Exercise aim
Every record must come back unchanged, apart from the pictures, which are dropped.

Records shown
======

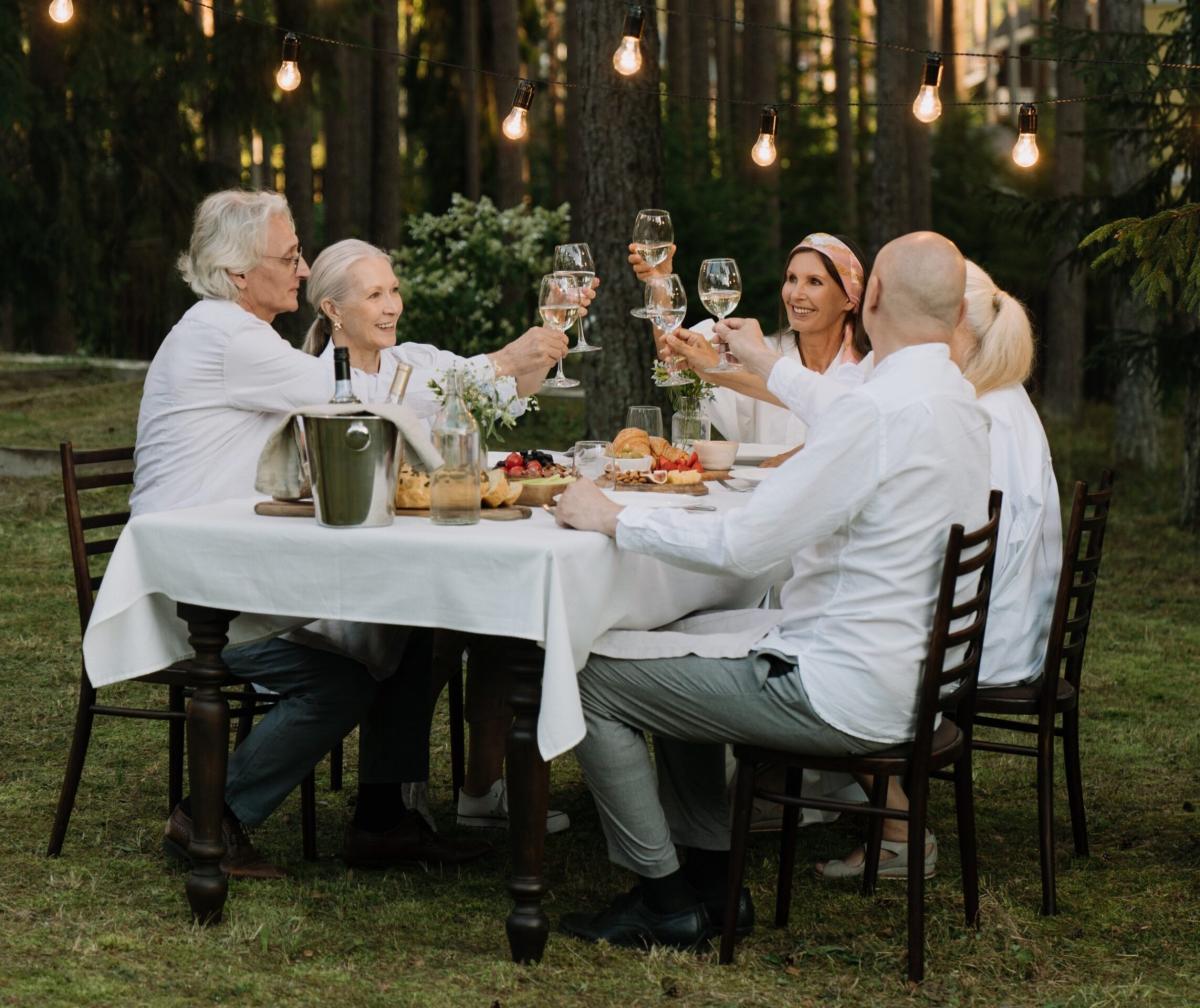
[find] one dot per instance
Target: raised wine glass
(653, 235)
(720, 289)
(666, 304)
(558, 303)
(576, 259)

======

Exercise solution
[find] one dot per instance
Target: raised wine glass
(653, 235)
(720, 289)
(666, 304)
(558, 303)
(576, 259)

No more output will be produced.